Extract provided:
·····
The highs and occasional lows of the teenage lottery winner’s first 18 months were captured on film for Wednesday night’s BBC Scotland documentary, from the moment she discovers the lucky dip ticket bought from Abdul Rasheed Dabafum’s Broughton Street shop in July 2013 had scooped her a £1m cash pot, through her spending sprees, partying and periods of loneliness as she found herself home alone with plenty of money but no-one to match her spending power.
It reveals how the mammoth win presented the teenager with a series of dilemmas over how to spend it, and even left her pitifully lonely in her plush new three-bedroom detached home.
At one point the excruciating solitude of being one of the youngest millionaires around led Jane to tearfully beg her friend to quit her job and cash in her savings so she could keep her company in Magaluf.
However, there have been plenty of good times too – such as her lavish 18th birthday party in which she dressed Katie Price-style in a puffy strapless gown, her hard partying and her delight at being able to splash out on designer clothes, expensive handbags and even a Paris Hilton-style pet Chihuahua called Princess.
Jane bought the Euromillions ticket on the spur of the moment after spotting a billboard announcement that the weekend draw would produce 100 millionaires. She had to produce ID proving she was over 16 before the shopkeeper would agree to sell her the ticket.
Her raffle numbers came up trumps – scooping her the six-figure sum. Her first reaction was a breathless plea: “What will I do?”
·····
[Stored items]

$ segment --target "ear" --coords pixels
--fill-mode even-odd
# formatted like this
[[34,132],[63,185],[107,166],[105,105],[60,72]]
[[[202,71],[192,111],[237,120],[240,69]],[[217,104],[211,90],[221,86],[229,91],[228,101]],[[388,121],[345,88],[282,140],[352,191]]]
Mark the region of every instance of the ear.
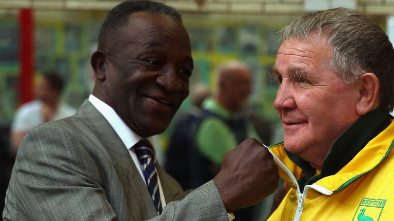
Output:
[[377,107],[379,105],[379,80],[374,74],[367,73],[359,78],[360,98],[357,102],[356,111],[364,115]]
[[97,50],[92,55],[90,58],[90,64],[94,72],[96,79],[101,81],[106,78],[106,54],[103,51]]

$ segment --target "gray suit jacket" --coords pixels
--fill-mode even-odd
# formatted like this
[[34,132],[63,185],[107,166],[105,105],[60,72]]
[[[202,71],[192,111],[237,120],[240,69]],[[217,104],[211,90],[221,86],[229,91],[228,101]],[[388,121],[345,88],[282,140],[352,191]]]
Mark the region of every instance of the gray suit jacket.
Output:
[[5,220],[225,220],[213,181],[186,197],[156,165],[166,201],[157,214],[120,138],[85,101],[71,117],[31,130],[19,147],[6,197]]

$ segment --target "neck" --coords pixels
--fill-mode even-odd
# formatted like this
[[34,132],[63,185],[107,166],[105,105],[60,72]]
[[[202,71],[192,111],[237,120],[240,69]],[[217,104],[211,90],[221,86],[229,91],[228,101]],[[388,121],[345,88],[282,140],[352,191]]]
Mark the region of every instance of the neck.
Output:
[[237,109],[230,104],[228,99],[226,99],[224,96],[218,96],[215,98],[216,101],[222,105],[226,110],[231,114],[237,112]]

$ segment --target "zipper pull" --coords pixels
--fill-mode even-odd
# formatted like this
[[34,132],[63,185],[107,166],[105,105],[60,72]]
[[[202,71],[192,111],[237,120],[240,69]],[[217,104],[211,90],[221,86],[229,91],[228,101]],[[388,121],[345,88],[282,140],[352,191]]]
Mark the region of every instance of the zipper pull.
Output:
[[302,193],[300,194],[300,198],[298,200],[298,205],[297,206],[297,209],[301,210],[302,209],[302,204],[304,203],[304,194]]

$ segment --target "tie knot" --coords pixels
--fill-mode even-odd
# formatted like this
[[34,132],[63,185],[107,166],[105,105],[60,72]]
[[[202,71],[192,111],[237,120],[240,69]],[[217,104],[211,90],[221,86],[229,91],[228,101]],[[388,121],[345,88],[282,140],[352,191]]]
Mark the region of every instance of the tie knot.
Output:
[[141,139],[134,146],[135,154],[140,161],[146,160],[147,158],[153,159],[155,161],[154,151],[152,144],[147,139]]

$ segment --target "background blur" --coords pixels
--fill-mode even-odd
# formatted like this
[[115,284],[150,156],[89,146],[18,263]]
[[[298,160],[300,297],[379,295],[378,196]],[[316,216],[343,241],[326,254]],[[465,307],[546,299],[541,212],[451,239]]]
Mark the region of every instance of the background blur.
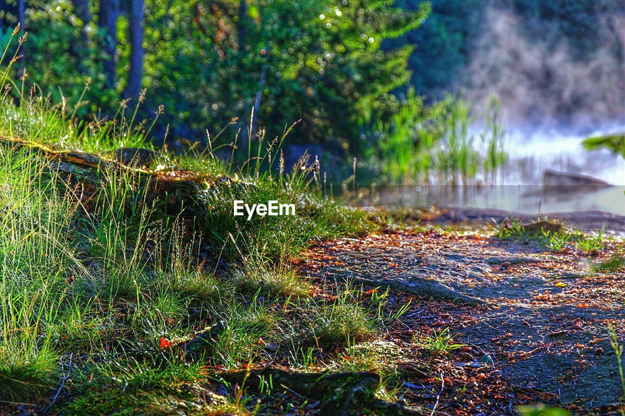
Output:
[[[76,103],[90,79],[87,121],[114,116],[124,99],[134,107],[145,88],[140,116],[163,104],[155,140],[167,133],[172,146],[205,143],[239,117],[222,136],[232,141],[253,109],[252,139],[301,119],[288,161],[308,149],[344,177],[356,157],[362,182],[520,184],[546,167],[625,177],[607,151],[589,169],[580,144],[625,124],[621,0],[0,0],[0,43],[18,22],[28,32],[18,84],[26,69],[27,85]],[[504,169],[549,141],[558,152]]]

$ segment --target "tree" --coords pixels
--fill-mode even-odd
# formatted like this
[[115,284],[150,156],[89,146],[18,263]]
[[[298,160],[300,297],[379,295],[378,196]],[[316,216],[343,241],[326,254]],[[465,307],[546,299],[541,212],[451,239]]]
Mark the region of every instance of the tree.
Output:
[[102,49],[106,54],[104,59],[104,76],[108,88],[115,87],[115,71],[117,65],[117,21],[119,17],[119,0],[100,0],[98,22],[104,30]]
[[131,0],[128,19],[130,32],[130,71],[124,96],[139,95],[143,74],[143,5],[144,0]]

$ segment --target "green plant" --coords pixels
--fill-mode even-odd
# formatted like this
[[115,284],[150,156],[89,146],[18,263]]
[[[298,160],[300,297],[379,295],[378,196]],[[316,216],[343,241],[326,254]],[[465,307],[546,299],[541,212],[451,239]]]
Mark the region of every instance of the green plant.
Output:
[[[608,327],[608,332],[610,336],[610,346],[612,347],[612,349],[614,352],[614,355],[616,357],[616,364],[619,370],[619,379],[621,380],[621,392],[623,394],[622,397],[625,397],[625,375],[623,374],[622,362],[621,361],[623,347],[619,343],[616,331],[614,330],[614,328],[611,324]],[[621,411],[622,413],[622,412]]]
[[419,335],[415,334],[414,342],[416,344],[431,352],[448,354],[452,351],[465,346],[465,344],[456,344],[449,328],[434,330],[432,335]]

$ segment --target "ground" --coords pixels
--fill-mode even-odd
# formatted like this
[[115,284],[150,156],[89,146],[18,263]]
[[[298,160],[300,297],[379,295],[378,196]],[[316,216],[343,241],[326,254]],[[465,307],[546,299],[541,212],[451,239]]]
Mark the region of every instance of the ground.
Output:
[[[591,270],[622,245],[554,252],[529,235],[493,234],[431,229],[341,239],[311,251],[301,271],[369,290],[389,287],[391,307],[409,305],[386,340],[404,352],[398,368],[414,403],[448,413],[510,413],[538,402],[609,409],[622,390],[608,325],[625,329],[625,276]],[[462,346],[424,357],[423,346],[441,338]]]

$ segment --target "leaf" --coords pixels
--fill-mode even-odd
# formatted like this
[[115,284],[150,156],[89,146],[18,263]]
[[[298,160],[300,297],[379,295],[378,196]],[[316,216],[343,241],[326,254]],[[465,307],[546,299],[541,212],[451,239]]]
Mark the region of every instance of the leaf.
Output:
[[169,348],[169,347],[173,346],[173,344],[168,340],[168,339],[161,337],[161,349],[164,350],[166,348]]

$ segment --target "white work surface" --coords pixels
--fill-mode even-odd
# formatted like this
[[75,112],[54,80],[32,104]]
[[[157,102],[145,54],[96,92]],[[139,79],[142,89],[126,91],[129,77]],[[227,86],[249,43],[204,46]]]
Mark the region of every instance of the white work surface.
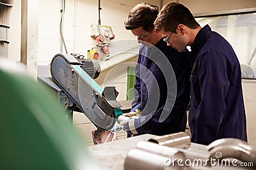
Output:
[[[157,136],[144,134],[135,137],[129,138],[114,142],[100,144],[88,148],[93,158],[99,162],[101,169],[104,170],[123,170],[124,163],[128,152],[136,148],[138,142],[152,139]],[[183,152],[186,159],[193,160],[200,159],[205,160],[209,158],[209,153],[206,146],[196,143],[191,143],[187,149],[177,148]],[[152,160],[154,161],[154,160]],[[136,164],[136,162],[134,162]],[[184,169],[249,169],[235,167],[184,167]],[[135,169],[132,169],[135,170]]]

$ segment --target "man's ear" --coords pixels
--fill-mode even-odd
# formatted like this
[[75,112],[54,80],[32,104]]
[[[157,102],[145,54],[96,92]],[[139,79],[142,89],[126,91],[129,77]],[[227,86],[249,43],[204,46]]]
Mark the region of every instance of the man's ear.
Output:
[[179,24],[178,25],[178,30],[180,32],[181,32],[182,34],[185,33],[186,31],[186,28],[185,25],[183,24]]

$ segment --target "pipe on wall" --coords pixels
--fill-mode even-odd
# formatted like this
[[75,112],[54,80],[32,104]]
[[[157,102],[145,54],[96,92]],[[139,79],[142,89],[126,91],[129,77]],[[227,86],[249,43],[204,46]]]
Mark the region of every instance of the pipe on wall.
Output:
[[13,0],[0,0],[0,57],[8,58],[9,22]]

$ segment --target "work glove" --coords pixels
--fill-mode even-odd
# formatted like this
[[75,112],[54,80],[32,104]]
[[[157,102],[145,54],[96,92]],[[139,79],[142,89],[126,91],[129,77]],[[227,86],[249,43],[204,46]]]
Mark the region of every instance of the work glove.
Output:
[[141,127],[145,122],[145,117],[132,116],[131,117],[120,115],[117,120],[123,130],[132,134],[141,134],[143,129]]

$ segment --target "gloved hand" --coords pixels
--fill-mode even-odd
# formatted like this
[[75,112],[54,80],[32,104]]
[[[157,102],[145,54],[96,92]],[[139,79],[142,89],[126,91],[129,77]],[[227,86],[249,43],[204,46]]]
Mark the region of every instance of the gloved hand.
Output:
[[124,115],[119,116],[117,122],[120,126],[123,126],[123,130],[133,134],[142,133],[143,129],[142,125],[145,122],[145,117],[128,117]]

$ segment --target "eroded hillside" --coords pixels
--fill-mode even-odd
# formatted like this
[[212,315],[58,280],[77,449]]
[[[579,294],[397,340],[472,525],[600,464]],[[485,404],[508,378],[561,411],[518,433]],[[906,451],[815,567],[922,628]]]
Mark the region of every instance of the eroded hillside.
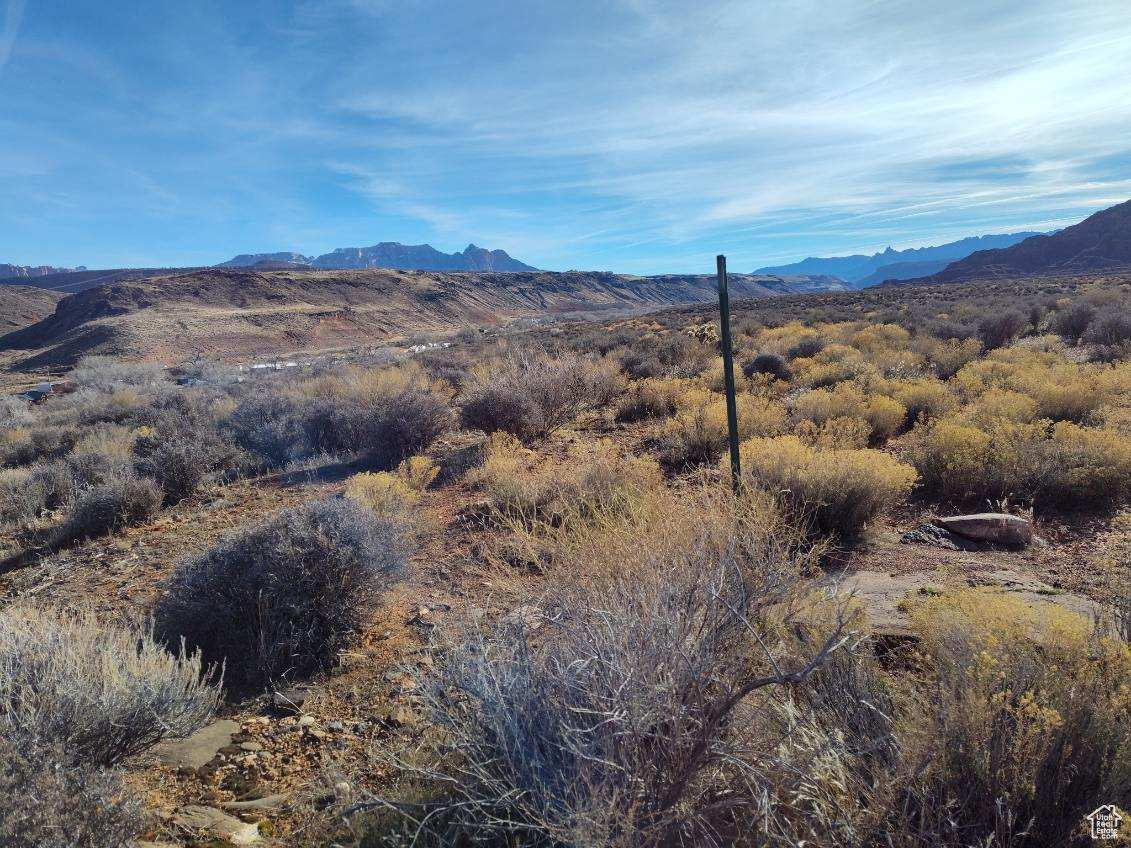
·····
Problems and tasks:
(a) Please answer these from the lottery winner article:
(i) Whose shop sold the winning ticket, and on what street is it?
(ii) What was the pet Chihuahua called?
(iii) What did the shopkeeper require before agreeing to sell the ticket?
(b) Write the next part of the lottery winner article, picking up right after its final sentence.
The entries have nothing to do with the lottery winner article.

Your responses:
(a)
(i) Abdul Rasheed Dabafum's shop on Broughton Street.
(ii) Princess.
(iii) ID proving she was over 16.

(b)
Instead of quitting work straight away, she saw out her office job contract with the Scottish Council for Voluntary Organisations to avoid leaving them in the lurch.
Her first splurge was on an eight-week holiday to Magaluf which ended in chaos after two separate accidents – one when she fell off a stage while dancing and broke her arm and the other when she broke her kneecap.
And her next, on a three bedroom home in a quiet family-dominated estate on the outskirts of the city, was almost as disastrous. “I didn’t want everyone thinking ‘you’re a millionaire staying at your mum’s, sharing a room with your sister,” explains Jane.
However, she quickly struggled to stay on top of bills and cleaning, and eventually moved back with her mother, Linda in Niddrie.
She adds: “Niddrie’s not exactly Beverly Hills. People not from Niddrie would be ‘Ugh’, but I think it’s good, my family are there and everyone knows each other. It’s fine.”
Jane, who spent time in foster care as a child after her mum battled addiction admits her vast collection of clothes and shoes has outgrown the available space at the family home in Niddrie.
And while her million pound win has had its share of ups and downs, she wouldn’t change it.
“I have bought a house, mortgage-free at 17, I gave lots away to family and friends and I have splashed a bit, but I’ve still got loads.
“Money can’t buy love or true friends. It can’t buy you family,” she adds. “What it does bring is a certain amount of happiness. You can do things you would never have done before. But it’s better if you have someone to do it with.”
• Teenage Millionaire: The Year I Won the Lottery is on BBC One Scotland on Wednesday at 10.35pm.
Curse of the winners
Jane Park became one of the UK’s youngest ever lottery winners when she scooped £1 million on Euromillions last year at the age of 17.
While she has splashed a portion of her cash, she insists she still has plenty left – unlike some young lottery winners.
Callie Rogers, from Cumbria, was 16 when she won £2m on the National Lottery ten years ago. Last year, she admitted that she only has £2000 left after a massive spending spree.
Stuart Donnelly, from Castle Douglas in Dumfries and Galloway, who scooped £1.9m in 1997, aged 17, was found dead at his secluded cottage home in 2010. The former trainee pharmacist was said to have drank himself to death.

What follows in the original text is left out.